## The task
A verbatim copy of the lines from the one with "# test: identify one keypoint per instance of the building" through the final line below is required; print it and nothing else.

────────

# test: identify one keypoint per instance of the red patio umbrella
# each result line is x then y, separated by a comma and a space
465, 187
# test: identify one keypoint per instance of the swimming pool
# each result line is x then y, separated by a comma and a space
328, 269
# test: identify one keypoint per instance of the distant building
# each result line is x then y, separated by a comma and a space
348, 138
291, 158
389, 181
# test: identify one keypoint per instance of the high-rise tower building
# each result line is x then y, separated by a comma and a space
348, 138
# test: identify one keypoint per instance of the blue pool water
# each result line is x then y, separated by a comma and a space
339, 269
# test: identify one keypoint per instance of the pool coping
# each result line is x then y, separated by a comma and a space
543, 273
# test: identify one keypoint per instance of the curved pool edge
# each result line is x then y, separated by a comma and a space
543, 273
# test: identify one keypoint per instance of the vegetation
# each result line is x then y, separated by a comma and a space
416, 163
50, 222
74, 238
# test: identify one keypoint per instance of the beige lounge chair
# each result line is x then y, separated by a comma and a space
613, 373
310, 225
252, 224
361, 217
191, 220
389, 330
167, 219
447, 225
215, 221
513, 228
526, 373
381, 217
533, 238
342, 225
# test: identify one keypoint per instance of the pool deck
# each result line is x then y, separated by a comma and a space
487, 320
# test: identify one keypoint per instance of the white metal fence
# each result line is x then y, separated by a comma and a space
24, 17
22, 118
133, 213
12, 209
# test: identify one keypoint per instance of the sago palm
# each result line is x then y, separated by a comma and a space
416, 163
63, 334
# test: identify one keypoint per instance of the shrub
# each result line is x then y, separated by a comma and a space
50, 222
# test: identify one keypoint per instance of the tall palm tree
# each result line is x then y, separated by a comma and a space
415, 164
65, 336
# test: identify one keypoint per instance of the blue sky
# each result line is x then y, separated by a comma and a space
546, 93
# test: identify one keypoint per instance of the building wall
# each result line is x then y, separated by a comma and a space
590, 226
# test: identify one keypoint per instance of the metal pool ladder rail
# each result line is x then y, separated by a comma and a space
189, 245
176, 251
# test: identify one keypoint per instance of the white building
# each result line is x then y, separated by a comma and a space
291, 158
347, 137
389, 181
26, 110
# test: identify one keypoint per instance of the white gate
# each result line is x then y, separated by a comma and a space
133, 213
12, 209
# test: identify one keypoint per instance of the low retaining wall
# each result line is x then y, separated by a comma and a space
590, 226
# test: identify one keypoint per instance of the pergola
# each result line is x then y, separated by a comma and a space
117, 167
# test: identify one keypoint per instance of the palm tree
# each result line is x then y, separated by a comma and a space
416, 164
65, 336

────────

## Solution for this task
# test: identify one keypoint per instance of the building wall
# each result line is x then y, separated by a comma and a space
590, 226
# test: identify one keypoint per instance of the metal pool ladder rail
# each result line is x then y, separated by a comma and a space
189, 245
176, 251
# test: identify one keypoint per instance of the white building
# each result line is x then y, separated by a comma and a space
291, 158
347, 137
389, 181
26, 110
# test: identify one keypoint per instance of the white gate
# each result line is x then y, separated by a comma and a space
133, 213
12, 209
# test: identify one keypoint per instance of the low retaining wall
# each result line is x then y, separated by a comma and a space
590, 226
# test: identify one keypoint per instance of the pergola
# each result line is x then y, separated by a comma and a space
117, 167
# test: identify one keypoint per instance of the palm tree
# each result line is x then y, separated by a comma and a space
416, 164
65, 336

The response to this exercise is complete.